──────── Provided data

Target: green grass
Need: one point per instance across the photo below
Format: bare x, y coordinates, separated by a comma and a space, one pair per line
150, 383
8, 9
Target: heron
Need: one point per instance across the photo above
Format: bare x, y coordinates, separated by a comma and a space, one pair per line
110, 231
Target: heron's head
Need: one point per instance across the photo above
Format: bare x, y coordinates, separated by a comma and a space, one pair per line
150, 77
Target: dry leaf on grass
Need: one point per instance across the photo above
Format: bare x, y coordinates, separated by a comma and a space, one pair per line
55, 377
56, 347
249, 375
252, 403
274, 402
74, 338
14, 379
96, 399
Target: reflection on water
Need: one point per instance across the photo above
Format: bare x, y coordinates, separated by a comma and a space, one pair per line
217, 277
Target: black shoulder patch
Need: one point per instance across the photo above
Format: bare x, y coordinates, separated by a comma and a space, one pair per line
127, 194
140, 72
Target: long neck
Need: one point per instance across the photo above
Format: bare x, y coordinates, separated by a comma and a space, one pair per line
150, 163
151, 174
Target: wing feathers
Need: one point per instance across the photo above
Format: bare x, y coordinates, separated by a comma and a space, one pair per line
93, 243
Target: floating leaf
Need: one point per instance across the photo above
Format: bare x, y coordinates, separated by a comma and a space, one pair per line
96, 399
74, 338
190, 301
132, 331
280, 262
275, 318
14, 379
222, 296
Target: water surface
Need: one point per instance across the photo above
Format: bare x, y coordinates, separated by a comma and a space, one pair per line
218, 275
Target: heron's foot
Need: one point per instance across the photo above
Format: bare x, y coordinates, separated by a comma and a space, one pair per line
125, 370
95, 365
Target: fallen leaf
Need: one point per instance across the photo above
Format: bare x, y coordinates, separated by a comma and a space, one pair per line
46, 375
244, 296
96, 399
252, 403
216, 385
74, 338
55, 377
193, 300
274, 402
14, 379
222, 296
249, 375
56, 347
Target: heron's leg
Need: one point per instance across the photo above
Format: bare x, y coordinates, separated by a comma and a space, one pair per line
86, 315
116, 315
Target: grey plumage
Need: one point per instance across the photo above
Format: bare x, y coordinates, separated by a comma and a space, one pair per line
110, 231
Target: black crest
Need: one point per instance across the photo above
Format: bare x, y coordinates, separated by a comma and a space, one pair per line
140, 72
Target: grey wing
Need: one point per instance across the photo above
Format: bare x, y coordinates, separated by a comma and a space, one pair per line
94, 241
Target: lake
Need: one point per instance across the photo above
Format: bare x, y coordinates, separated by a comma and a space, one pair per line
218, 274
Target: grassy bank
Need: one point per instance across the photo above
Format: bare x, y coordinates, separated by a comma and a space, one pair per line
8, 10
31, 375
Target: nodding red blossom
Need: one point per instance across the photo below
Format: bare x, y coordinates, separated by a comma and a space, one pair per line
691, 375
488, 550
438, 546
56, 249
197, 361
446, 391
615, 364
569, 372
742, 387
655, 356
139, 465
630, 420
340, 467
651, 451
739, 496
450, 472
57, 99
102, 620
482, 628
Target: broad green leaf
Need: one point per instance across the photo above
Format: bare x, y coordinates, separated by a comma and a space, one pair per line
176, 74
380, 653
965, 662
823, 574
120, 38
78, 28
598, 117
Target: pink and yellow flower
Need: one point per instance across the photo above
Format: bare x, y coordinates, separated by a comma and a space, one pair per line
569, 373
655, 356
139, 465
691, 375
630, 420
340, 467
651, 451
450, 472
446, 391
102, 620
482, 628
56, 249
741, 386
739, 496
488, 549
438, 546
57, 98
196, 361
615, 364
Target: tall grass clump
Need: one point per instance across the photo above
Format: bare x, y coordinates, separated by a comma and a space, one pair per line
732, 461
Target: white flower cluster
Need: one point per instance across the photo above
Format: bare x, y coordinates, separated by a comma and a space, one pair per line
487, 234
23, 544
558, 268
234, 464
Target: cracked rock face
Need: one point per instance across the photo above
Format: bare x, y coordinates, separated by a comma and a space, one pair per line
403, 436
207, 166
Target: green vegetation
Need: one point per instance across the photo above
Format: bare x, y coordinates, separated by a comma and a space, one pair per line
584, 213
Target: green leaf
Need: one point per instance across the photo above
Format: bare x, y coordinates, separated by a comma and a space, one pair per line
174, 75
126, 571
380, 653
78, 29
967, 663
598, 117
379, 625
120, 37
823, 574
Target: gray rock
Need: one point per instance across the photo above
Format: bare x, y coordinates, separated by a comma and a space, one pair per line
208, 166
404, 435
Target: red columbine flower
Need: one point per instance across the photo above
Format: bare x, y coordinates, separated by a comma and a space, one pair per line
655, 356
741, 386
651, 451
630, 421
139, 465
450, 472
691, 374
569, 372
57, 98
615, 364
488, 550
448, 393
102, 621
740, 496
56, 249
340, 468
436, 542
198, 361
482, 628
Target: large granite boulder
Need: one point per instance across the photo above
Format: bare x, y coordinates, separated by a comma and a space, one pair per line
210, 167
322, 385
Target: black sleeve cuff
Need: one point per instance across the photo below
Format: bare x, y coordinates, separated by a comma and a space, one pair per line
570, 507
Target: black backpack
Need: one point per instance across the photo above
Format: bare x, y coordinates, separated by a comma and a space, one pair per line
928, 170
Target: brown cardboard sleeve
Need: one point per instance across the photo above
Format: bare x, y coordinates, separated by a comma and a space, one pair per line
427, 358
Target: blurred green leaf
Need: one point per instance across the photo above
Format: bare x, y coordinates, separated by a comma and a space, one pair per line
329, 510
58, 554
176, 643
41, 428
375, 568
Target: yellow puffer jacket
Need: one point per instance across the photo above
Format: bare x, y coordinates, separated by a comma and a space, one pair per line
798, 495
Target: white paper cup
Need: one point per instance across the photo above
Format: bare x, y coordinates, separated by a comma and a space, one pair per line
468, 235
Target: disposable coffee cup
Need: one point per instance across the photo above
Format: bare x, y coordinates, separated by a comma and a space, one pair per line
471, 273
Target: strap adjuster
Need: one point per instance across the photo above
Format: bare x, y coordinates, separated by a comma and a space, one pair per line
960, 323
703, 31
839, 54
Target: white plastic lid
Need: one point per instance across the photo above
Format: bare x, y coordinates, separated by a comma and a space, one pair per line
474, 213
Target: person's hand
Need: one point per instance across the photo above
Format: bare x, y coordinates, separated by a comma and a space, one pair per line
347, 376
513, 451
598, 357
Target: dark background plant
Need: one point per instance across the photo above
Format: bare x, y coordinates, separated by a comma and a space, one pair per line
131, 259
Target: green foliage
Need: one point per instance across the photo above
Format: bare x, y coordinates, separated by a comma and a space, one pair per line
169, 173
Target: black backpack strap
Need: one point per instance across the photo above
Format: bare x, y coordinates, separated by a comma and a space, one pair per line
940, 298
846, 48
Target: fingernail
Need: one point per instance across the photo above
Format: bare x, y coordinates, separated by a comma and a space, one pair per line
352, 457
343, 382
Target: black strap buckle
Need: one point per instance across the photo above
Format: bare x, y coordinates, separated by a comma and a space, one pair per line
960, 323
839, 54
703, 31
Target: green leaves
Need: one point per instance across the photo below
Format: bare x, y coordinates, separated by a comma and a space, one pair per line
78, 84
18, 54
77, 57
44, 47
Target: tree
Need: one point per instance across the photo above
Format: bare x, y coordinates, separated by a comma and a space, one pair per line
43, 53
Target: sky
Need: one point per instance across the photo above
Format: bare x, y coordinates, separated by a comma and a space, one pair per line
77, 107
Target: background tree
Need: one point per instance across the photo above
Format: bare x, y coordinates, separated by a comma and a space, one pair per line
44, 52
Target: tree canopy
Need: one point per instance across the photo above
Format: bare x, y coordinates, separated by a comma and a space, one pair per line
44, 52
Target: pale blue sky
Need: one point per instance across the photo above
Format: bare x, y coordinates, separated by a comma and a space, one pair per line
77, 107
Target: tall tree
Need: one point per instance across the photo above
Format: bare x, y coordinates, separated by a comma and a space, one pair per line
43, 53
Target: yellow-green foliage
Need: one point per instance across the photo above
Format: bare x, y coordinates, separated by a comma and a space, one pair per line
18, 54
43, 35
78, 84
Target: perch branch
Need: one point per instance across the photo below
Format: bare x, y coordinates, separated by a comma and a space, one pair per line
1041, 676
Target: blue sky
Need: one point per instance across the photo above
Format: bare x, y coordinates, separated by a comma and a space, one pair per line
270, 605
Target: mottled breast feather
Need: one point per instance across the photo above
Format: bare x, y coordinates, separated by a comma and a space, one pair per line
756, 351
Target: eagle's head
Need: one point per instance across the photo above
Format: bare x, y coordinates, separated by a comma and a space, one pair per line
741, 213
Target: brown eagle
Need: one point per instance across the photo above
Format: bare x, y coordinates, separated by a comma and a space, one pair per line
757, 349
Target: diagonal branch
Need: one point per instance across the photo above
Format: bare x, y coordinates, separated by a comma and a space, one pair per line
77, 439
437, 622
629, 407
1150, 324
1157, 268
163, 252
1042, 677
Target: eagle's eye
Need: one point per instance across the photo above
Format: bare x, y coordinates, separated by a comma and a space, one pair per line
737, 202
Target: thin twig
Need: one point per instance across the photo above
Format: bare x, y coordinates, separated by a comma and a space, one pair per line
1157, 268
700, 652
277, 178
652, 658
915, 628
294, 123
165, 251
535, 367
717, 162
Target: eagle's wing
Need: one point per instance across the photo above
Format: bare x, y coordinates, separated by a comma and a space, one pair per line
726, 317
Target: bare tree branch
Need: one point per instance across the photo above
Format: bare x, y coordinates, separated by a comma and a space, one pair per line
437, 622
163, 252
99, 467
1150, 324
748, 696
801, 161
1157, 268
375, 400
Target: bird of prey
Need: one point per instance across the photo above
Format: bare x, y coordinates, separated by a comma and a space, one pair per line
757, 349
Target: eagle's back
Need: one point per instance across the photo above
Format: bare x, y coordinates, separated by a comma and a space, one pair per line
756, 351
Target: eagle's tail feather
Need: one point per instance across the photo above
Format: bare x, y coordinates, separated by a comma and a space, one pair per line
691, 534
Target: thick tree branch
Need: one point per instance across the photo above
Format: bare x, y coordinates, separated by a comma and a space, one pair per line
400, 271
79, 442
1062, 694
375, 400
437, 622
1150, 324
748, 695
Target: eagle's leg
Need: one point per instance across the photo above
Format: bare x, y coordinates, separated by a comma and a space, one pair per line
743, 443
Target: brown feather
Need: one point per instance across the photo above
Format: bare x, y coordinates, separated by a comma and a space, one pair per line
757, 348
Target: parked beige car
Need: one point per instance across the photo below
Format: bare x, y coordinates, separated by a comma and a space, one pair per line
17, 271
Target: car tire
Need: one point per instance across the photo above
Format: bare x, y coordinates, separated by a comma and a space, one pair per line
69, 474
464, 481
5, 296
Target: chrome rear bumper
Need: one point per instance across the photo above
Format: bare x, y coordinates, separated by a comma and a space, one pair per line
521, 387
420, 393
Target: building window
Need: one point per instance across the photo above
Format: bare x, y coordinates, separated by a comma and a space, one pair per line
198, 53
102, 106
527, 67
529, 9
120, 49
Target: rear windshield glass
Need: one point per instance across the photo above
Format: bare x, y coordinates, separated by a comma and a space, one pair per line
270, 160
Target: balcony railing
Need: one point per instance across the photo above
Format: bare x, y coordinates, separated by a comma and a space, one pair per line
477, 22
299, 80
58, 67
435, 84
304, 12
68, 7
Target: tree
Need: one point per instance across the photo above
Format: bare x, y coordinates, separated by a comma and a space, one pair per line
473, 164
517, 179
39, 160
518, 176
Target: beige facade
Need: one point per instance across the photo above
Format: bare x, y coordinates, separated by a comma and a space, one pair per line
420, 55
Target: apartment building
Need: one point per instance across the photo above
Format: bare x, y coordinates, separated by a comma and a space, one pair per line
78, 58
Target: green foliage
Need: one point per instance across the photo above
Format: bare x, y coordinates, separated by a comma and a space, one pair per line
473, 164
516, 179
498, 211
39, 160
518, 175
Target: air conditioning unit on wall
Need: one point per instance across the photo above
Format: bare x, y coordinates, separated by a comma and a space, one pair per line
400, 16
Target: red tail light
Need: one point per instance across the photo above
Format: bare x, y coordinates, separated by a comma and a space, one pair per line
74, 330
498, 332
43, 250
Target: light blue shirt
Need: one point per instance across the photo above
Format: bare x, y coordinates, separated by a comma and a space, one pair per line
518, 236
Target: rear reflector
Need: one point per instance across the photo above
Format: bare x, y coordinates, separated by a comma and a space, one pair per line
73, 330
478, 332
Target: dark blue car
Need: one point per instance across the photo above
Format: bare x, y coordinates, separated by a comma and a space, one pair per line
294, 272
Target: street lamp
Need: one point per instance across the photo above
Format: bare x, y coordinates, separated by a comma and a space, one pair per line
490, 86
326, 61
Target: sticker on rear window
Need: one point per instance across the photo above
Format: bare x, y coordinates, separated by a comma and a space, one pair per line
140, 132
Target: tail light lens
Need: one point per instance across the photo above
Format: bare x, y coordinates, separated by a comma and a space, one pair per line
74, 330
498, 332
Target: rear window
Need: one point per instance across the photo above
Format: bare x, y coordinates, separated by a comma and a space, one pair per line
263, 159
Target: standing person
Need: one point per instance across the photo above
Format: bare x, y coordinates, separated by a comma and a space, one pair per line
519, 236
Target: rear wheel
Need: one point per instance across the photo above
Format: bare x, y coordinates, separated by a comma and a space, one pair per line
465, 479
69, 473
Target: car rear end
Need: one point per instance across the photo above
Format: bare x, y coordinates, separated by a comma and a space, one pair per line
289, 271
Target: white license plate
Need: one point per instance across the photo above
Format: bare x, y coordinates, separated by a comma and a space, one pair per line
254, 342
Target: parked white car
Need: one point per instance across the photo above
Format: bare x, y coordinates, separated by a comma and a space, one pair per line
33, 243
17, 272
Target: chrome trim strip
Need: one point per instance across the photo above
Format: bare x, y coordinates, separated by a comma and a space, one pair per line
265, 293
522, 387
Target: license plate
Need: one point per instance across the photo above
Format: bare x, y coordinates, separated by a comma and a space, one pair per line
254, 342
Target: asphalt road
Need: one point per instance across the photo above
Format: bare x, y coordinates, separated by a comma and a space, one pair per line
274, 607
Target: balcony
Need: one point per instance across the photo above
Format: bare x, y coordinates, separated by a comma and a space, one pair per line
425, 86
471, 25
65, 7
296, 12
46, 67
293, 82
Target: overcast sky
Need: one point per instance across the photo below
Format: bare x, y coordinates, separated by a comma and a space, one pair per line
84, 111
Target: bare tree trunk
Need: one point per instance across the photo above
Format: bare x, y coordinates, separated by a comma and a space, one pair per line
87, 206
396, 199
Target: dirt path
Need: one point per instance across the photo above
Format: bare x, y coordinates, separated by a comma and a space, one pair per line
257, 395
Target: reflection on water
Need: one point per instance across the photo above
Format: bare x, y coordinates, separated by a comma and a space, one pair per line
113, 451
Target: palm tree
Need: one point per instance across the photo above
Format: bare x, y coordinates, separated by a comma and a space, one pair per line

────────────────

◆ Written instruction
Copy out exactly the lines between the line with "Target: bare tree trunk" and the last line of the entries, counting both of those lines.

◆ Exercise solution
Target: bare tree trunk
Need: one point per instance across the photo above
Format: bare x, y coordinates, separated by a comma and a space, one pair per line
87, 206
396, 199
Target: dirt path
Need: one point per instance across the photo above
Format: bare x, y coordinates, separated by a comma and a space, one pair per line
257, 395
Target: reflection on water
Need: one point per instance across the photo above
Format: bare x, y coordinates, separated by a comma and a space, one pair per line
113, 451
Target: palm tree
Need: one point per instance across the photo above
Format: bare x, y coordinates, separated by a comma and a space, one pair per line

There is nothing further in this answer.